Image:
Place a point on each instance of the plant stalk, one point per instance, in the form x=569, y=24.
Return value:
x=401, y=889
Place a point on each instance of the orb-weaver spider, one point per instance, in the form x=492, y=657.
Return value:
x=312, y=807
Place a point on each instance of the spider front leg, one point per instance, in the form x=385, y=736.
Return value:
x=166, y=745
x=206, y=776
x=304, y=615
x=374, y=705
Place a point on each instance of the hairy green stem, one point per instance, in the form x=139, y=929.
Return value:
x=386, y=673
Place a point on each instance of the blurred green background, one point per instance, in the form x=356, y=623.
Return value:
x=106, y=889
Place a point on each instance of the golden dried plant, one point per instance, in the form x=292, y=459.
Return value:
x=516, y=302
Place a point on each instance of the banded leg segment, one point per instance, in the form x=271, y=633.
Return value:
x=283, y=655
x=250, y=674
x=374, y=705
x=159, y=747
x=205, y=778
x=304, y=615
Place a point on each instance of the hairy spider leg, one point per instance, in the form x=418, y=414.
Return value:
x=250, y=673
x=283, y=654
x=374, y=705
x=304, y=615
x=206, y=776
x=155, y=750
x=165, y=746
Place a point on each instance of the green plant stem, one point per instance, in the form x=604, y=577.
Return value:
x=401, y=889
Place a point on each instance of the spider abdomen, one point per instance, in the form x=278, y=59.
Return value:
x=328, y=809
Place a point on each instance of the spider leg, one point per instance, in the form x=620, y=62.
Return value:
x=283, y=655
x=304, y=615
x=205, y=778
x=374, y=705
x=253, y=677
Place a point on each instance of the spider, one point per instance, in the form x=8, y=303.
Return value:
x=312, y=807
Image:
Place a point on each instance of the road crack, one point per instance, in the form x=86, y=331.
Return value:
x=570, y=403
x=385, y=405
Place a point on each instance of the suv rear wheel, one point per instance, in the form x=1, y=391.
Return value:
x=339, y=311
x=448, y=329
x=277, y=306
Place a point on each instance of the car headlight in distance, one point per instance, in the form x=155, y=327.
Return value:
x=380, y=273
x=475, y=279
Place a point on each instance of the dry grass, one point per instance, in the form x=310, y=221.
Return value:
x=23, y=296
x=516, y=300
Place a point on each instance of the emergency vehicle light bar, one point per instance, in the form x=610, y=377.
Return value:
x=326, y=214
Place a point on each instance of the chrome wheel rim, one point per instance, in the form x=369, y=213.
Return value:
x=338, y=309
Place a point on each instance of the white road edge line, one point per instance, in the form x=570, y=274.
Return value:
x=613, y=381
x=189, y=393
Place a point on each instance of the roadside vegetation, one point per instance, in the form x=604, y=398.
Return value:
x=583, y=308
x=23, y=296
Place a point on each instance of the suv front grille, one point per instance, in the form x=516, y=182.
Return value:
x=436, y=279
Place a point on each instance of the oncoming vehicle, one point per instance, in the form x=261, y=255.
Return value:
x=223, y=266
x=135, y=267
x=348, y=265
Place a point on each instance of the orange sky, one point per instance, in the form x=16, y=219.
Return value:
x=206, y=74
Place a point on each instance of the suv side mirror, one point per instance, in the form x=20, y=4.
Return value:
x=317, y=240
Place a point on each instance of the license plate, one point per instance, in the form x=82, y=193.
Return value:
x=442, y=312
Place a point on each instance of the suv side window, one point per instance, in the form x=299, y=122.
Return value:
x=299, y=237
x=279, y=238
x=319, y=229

**TASK TO COMPLETE**
Render the entries above as a two-column CSV with the header "prompt,points" and one row per entry. Put each entry's text in one quoted field and its answer in another, and turn line breaks into spaces.

**ANSWER TO THE EXERCISE**
prompt,points
"Image: Place a point on each instance of the plant stalk, one point per instance, in the form x=569, y=24. Return value:","x=401, y=889"
"Place a point on each instance of the orb-weaver spider, one point per instance, in the form x=492, y=657. Return value:","x=312, y=807"
"Place a point on each instance of the spider front leg, one point per instance, in the form x=385, y=736. Return value:","x=166, y=745 x=206, y=776 x=304, y=615 x=374, y=705"
"Place a point on each instance of the hairy green stem, one point per instance, in the form x=139, y=929. Return value:","x=386, y=673"
"Place a point on each instance of the blurred green background, one point per instance, in the form x=356, y=623. Return value:","x=106, y=889"
"Place a point on each instance of the golden dried plant, one point per instance, in the form x=292, y=459. Return value:","x=516, y=302"
"Place a point on each instance of the banded leg segment, one point per instance, in the form x=271, y=633. Return value:","x=283, y=655 x=250, y=674 x=374, y=705 x=159, y=747 x=205, y=778 x=304, y=615"
"Place a point on each instance of the hairy spider leg, one point per instance, in the form x=418, y=414. Return value:","x=250, y=673 x=283, y=654 x=374, y=705 x=304, y=615 x=206, y=776 x=155, y=750 x=165, y=746"
"Place a point on each instance of the green plant stem, one point per instance, in the form x=604, y=577. Return value:","x=401, y=889"
"Place a point on each instance of the spider abdomen, one point per instance, in the form x=278, y=59. Return value:","x=328, y=809"
"Place a point on each instance of the spider leg, one point per instance, in the form x=620, y=62. Return value:","x=283, y=655 x=304, y=615 x=205, y=778 x=374, y=705 x=253, y=677"
"Place a point on each instance of the spider, one point per instance, in the form x=8, y=303. Return value:","x=312, y=807"
"Image: Place a point on each instance of the road crack, one point per instance, in the form x=86, y=331. Return value:","x=570, y=403 x=385, y=405"
"Place a point on each instance of the suv rear wheel, one point per instance, in the form x=1, y=391. Return value:","x=339, y=311 x=448, y=329 x=277, y=306"
"Place a point on each instance of the car headlight in distance, one point per instance, in the form x=155, y=327. Return value:","x=380, y=273 x=475, y=279"
"Place a point on each instance of the dry grass, one point per instance, in the form x=310, y=221. Return value:","x=23, y=296 x=516, y=300"
"Place a point on each instance of the emergency vehicle light bar, one point per instance, in the form x=610, y=377. Return value:","x=326, y=214"
"Place a point on each instance of the chrome wheel rim, one point per instance, in the form x=369, y=213. Return value:","x=338, y=309"
"Place a point on each instance of the white road edge line, one point per instance, in the form x=570, y=274. Return value:","x=613, y=381 x=189, y=393"
"Place a point on each instance of the roadside vegetation, one point per instance, in the form x=604, y=398. Return value:","x=583, y=308 x=23, y=296"
"Place a point on each instance of the suv front grille, one point per instance, in the form x=516, y=182. Return value:","x=436, y=279"
"Place a point on each instance of the oncoming vehicle, one point per instance, in the form x=261, y=255. Return value:","x=223, y=266 x=135, y=267 x=348, y=265"
"Place a point on each instance of the orange sky, one point per instance, in the form x=16, y=219. Return value:","x=206, y=74"
"Place a point on each instance of the suv side mirror, one point per instance, in the form x=20, y=4. Return value:","x=317, y=240"
"Place a point on each instance of the license plate, one point per instance, in the form x=82, y=193. Return value:","x=442, y=312"
"Place a point on each instance of the suv side window, one point per instance, in the form x=299, y=122. Return value:","x=299, y=237 x=279, y=238 x=319, y=229"